-- Start of EXCERPTED TEXT --

A commited notebook is available at [kaggle](https://www.kaggle.com/someshsingh22/redditcrawlertest)

## Exploratory Data Analysis

Extensive analysis has been done, important words are visualized through WordClouds, in depth explanation of these and preprocessing is present in my [Notebook](https://github.com/someshsingh22/FlaiReddit-MIDAS/blob/master/Notebooks/Part-2-EDA.ipynb)

>A baseline model from BOW is also implemented at the end.

## Training the Model [BERT, TFIDF]

We set the seed for reproducibility and use BERT - *uncased, base*, freezing all layes apart from the last layer and the weights are saved for easier inference at : 

**Model Summary [Inference Time]**:

| Model | Micro-F1  |Macro-F1  | CPU Inference Time

|--|--|--|--|

| TFIDF Combined | 0.51 | 0.50  | **331 Samples/s**

| BERT | **0.60** | **0.59**  |	2.37 Samples

| TFIDF , Feats | 0.49 | 0.48  | 273 Sample/s

![Confusion Matrix](Images/CM.png)

-- End of EXCERPTED TEXT --
-- Start of DATASET RECORDS --

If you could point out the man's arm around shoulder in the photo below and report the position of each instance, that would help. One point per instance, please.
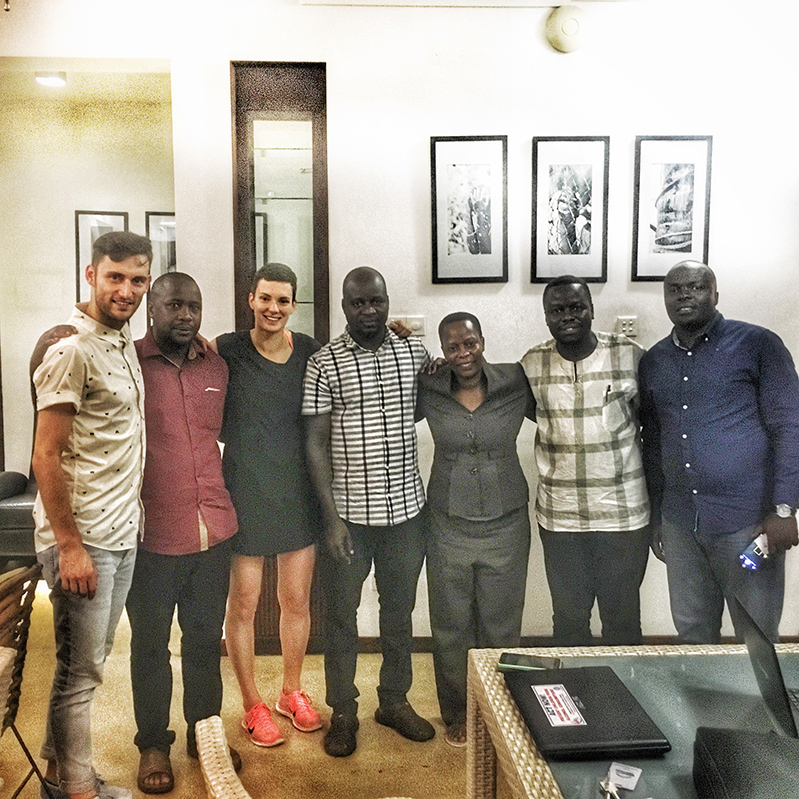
(53, 433)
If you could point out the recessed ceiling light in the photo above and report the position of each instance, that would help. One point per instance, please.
(51, 78)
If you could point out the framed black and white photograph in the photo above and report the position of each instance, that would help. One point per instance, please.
(261, 239)
(89, 226)
(671, 205)
(469, 188)
(570, 208)
(159, 227)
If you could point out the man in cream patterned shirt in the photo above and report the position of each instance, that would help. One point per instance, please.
(88, 459)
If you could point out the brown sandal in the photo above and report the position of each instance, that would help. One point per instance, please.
(154, 762)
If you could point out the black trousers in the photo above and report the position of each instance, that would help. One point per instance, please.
(604, 566)
(476, 580)
(197, 584)
(398, 554)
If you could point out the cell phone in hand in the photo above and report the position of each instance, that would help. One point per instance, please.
(512, 661)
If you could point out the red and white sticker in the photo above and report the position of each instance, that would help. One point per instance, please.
(558, 706)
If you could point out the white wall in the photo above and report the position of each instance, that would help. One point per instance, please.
(397, 76)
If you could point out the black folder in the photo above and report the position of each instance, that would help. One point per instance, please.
(584, 713)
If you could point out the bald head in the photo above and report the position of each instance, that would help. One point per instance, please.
(694, 268)
(170, 281)
(365, 304)
(362, 275)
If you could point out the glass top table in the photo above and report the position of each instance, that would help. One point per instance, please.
(681, 687)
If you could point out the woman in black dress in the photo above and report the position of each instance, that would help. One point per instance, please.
(264, 467)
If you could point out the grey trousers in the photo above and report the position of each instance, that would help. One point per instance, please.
(476, 577)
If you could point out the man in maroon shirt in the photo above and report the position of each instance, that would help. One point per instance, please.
(184, 559)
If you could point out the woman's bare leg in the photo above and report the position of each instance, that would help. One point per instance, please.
(246, 575)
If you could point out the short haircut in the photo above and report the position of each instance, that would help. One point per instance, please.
(567, 280)
(459, 316)
(278, 273)
(121, 245)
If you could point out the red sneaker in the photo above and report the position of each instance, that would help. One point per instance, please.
(258, 723)
(297, 706)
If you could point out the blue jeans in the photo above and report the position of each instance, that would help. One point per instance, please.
(197, 584)
(84, 634)
(703, 568)
(604, 566)
(398, 553)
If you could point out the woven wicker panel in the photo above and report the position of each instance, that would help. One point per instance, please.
(496, 732)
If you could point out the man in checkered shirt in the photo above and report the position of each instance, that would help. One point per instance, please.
(591, 506)
(359, 402)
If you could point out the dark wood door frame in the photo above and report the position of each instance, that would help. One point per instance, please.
(278, 90)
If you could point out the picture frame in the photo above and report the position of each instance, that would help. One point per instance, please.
(89, 226)
(469, 191)
(570, 208)
(159, 227)
(671, 203)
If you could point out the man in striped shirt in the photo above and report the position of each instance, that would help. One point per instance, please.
(360, 395)
(591, 506)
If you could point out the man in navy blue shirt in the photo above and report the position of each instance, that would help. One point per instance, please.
(720, 417)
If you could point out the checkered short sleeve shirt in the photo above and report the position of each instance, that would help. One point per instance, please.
(370, 397)
(588, 452)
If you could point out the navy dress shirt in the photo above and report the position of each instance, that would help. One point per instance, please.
(476, 472)
(720, 427)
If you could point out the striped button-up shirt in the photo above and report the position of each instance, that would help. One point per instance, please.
(370, 397)
(590, 471)
(96, 371)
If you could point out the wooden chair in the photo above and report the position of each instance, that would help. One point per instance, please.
(17, 589)
(221, 780)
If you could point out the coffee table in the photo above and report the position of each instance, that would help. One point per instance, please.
(498, 736)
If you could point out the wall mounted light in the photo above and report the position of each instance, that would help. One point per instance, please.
(565, 28)
(51, 78)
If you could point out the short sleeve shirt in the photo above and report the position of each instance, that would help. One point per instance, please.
(587, 448)
(97, 372)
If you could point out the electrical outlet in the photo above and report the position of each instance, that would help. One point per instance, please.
(627, 325)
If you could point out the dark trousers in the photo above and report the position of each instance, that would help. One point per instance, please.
(398, 553)
(604, 566)
(476, 579)
(198, 584)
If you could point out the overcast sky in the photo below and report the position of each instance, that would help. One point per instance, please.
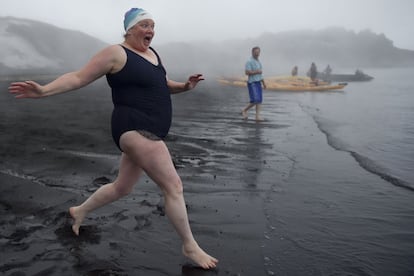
(217, 20)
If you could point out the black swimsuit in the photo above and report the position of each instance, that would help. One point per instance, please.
(141, 98)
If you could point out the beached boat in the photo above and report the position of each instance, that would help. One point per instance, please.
(286, 83)
(357, 76)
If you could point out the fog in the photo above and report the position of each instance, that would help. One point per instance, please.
(218, 20)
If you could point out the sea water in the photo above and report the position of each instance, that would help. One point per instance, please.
(374, 121)
(346, 207)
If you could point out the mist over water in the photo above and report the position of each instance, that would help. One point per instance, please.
(374, 122)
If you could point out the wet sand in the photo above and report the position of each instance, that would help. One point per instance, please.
(254, 192)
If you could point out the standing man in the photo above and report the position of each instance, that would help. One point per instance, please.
(253, 70)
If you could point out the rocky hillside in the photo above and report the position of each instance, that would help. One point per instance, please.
(29, 46)
(32, 46)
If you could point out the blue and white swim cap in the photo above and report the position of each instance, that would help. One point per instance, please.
(133, 16)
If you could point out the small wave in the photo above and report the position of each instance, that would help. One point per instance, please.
(374, 168)
(21, 176)
(366, 163)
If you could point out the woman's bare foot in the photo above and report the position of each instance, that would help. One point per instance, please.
(195, 253)
(77, 219)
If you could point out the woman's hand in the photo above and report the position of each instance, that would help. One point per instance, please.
(192, 81)
(26, 89)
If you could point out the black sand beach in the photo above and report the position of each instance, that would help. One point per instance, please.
(269, 198)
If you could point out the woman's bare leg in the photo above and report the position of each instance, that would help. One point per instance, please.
(128, 175)
(155, 159)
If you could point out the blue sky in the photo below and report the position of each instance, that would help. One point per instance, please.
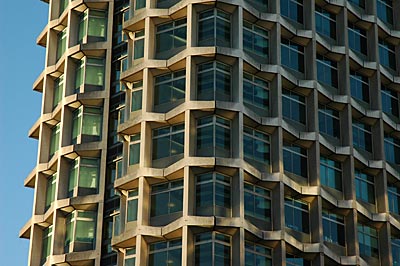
(21, 62)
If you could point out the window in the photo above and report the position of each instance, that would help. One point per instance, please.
(329, 121)
(255, 92)
(257, 202)
(166, 253)
(255, 40)
(294, 106)
(212, 249)
(257, 255)
(54, 139)
(292, 55)
(58, 90)
(138, 45)
(362, 136)
(333, 227)
(214, 82)
(137, 91)
(293, 260)
(169, 37)
(50, 191)
(86, 124)
(130, 257)
(80, 234)
(392, 149)
(168, 141)
(368, 241)
(89, 71)
(166, 198)
(359, 86)
(327, 72)
(83, 176)
(390, 101)
(357, 39)
(213, 194)
(169, 90)
(47, 238)
(295, 159)
(256, 146)
(61, 43)
(92, 26)
(330, 173)
(365, 187)
(296, 215)
(214, 28)
(131, 206)
(292, 9)
(213, 137)
(385, 10)
(387, 54)
(325, 22)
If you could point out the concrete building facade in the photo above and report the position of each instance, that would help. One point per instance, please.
(242, 132)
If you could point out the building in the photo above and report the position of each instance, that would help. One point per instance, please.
(243, 132)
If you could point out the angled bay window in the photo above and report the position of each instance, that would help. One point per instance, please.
(92, 26)
(58, 90)
(169, 90)
(255, 41)
(257, 204)
(295, 159)
(137, 94)
(170, 38)
(80, 233)
(54, 139)
(83, 176)
(132, 205)
(212, 249)
(50, 191)
(333, 228)
(359, 86)
(256, 93)
(134, 149)
(166, 199)
(292, 9)
(214, 82)
(368, 240)
(292, 55)
(365, 187)
(213, 137)
(362, 136)
(330, 173)
(325, 22)
(294, 106)
(86, 124)
(47, 238)
(213, 194)
(329, 121)
(257, 255)
(357, 39)
(392, 149)
(256, 147)
(390, 101)
(384, 10)
(61, 42)
(89, 72)
(168, 141)
(387, 54)
(296, 215)
(138, 45)
(327, 71)
(214, 28)
(168, 253)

-- End of DATASET RECORDS --

▶ _EXERCISE OBJECTIVE_
Rewrite the excerpted text, beginning at the words "## Exploratory Data" and stopping after "at the end.", with "WordClouds" replaced by "word clouds". Base your answers solely on the excerpted text.

▶ _EXERCISE ANSWER_
## Exploratory Data Analysis

Extensive analysis has been done, important words are visualized through word clouds, in depth explanation of these and preprocessing is present in my [Notebook](https://github.com/someshsingh22/FlaiReddit-MIDAS/blob/master/Notebooks/Part-2-EDA.ipynb)

>A baseline model from BOW is also implemented at the end.